• **Instructions for the task**
Which lines in the items below contain the string "black"? Pick out every such line and copy it, counting a line only if the letters match in case.

• **Materials provided**
━━━━━━━━━━

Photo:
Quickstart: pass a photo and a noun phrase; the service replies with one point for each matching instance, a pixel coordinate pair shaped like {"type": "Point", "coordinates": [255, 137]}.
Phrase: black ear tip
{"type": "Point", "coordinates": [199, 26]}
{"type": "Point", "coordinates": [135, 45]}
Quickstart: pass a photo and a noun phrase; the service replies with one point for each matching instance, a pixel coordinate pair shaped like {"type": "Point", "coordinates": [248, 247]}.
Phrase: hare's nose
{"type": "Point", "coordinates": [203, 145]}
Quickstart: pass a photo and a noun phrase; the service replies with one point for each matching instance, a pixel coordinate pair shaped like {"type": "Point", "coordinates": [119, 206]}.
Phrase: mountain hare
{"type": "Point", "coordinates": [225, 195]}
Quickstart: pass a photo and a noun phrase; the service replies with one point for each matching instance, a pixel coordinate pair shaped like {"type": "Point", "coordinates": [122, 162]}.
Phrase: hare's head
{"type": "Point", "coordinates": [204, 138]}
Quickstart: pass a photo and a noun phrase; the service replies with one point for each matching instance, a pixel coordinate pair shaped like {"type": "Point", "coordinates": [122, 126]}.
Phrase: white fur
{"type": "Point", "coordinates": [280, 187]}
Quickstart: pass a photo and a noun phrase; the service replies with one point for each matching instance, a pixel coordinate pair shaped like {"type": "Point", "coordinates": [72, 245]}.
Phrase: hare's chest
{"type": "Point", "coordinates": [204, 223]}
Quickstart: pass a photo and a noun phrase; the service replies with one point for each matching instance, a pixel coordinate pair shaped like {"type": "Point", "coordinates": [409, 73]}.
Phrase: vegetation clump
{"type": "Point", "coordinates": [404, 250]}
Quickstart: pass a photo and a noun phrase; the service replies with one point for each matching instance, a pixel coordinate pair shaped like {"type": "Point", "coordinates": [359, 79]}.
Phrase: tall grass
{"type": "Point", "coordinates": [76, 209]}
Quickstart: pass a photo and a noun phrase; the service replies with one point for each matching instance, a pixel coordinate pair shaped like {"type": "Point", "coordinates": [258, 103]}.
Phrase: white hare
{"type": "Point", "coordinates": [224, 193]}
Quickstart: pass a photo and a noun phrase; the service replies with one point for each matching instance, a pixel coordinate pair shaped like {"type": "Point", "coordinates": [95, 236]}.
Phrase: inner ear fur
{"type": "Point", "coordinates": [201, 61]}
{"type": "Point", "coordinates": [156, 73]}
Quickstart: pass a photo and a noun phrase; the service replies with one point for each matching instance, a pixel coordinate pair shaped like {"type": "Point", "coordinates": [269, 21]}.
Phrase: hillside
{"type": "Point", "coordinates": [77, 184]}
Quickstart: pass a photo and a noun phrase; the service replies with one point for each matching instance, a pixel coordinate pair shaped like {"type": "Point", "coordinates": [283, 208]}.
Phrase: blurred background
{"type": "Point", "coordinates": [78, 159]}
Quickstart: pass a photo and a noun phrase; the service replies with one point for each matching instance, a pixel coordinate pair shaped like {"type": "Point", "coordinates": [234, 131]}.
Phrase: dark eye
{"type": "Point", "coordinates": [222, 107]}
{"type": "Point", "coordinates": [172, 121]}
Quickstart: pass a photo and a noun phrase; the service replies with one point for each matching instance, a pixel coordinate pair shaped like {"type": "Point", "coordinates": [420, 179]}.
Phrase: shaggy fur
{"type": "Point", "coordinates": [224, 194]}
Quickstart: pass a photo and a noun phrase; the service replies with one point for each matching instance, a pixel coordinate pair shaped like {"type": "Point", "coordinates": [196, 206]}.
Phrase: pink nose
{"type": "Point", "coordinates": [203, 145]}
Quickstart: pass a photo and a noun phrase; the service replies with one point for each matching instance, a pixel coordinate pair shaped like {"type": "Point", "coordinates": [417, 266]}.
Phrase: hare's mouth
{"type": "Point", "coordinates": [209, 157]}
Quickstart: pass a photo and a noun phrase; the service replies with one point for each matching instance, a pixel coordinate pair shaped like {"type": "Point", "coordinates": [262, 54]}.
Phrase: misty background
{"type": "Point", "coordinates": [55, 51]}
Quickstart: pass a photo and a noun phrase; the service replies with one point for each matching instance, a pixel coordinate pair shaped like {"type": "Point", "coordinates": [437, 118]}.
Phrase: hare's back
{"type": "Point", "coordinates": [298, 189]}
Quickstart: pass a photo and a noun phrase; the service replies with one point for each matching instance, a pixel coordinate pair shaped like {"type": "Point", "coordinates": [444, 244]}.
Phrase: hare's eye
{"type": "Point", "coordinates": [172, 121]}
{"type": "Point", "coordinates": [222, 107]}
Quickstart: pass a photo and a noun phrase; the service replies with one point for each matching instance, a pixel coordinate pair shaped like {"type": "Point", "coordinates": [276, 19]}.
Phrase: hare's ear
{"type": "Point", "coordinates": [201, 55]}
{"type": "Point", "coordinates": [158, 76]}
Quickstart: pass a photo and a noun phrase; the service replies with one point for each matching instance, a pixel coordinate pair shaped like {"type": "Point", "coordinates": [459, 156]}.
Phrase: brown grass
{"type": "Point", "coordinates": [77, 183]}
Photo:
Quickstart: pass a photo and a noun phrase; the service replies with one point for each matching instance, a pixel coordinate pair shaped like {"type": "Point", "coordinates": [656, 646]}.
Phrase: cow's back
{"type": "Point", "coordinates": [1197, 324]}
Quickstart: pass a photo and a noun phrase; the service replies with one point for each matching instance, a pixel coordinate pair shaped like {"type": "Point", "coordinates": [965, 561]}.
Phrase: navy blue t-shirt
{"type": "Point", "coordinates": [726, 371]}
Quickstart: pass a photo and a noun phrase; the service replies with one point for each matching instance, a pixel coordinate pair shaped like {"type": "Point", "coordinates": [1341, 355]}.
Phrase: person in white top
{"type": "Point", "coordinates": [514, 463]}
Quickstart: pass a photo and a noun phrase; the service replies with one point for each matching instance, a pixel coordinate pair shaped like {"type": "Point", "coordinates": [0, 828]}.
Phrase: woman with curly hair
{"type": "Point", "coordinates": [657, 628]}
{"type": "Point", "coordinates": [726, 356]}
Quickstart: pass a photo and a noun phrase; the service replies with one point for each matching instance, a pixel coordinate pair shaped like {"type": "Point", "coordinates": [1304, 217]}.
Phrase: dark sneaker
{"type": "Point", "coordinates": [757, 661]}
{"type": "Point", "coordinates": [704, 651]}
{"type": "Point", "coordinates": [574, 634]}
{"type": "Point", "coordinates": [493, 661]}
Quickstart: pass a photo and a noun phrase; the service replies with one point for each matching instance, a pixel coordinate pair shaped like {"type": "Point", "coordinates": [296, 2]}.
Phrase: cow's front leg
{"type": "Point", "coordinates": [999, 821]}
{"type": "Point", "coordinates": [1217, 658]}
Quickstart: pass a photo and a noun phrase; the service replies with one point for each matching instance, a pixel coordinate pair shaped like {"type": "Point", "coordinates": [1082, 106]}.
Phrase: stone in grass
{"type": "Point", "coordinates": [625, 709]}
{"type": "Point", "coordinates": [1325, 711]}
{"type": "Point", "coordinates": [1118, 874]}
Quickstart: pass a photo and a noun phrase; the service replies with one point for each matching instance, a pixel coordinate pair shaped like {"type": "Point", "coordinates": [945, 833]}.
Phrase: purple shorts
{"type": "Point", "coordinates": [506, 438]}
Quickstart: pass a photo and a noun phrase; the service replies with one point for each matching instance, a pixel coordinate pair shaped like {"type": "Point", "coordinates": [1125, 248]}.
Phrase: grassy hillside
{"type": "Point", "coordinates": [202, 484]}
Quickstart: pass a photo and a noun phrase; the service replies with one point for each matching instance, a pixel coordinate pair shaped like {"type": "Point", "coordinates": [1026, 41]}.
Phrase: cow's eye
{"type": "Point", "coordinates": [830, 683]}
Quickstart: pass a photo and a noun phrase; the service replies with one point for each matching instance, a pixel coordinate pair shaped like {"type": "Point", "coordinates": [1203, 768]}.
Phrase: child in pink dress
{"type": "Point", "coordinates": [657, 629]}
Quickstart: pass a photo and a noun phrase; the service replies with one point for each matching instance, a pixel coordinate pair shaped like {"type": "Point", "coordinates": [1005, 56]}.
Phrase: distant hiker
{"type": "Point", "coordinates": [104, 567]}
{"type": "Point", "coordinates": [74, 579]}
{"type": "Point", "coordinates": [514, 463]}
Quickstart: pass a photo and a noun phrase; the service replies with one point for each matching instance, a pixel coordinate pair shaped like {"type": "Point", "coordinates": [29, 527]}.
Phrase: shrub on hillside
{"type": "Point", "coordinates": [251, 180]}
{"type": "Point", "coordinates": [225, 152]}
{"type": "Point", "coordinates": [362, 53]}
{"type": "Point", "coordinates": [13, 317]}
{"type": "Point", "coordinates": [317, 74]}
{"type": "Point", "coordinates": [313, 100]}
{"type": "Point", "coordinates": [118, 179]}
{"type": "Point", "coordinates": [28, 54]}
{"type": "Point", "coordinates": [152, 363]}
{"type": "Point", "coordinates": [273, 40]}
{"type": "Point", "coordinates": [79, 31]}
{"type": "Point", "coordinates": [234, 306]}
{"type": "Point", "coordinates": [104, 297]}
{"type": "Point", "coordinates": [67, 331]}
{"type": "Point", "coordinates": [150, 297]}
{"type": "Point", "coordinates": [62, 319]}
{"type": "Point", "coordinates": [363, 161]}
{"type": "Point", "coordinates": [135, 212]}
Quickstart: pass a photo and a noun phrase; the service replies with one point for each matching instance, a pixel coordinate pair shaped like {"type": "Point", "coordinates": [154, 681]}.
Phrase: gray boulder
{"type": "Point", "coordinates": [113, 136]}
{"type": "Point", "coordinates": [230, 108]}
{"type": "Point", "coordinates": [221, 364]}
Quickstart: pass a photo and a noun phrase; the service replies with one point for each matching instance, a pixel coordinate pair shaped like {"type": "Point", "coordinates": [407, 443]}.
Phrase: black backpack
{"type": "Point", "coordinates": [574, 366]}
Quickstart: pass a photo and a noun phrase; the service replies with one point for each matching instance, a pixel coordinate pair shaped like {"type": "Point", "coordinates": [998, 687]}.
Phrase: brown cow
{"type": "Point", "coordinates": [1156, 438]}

━━━━━━━━━━

• **Exercise answer**
Phrase: black ear tip
Phrase: black backpack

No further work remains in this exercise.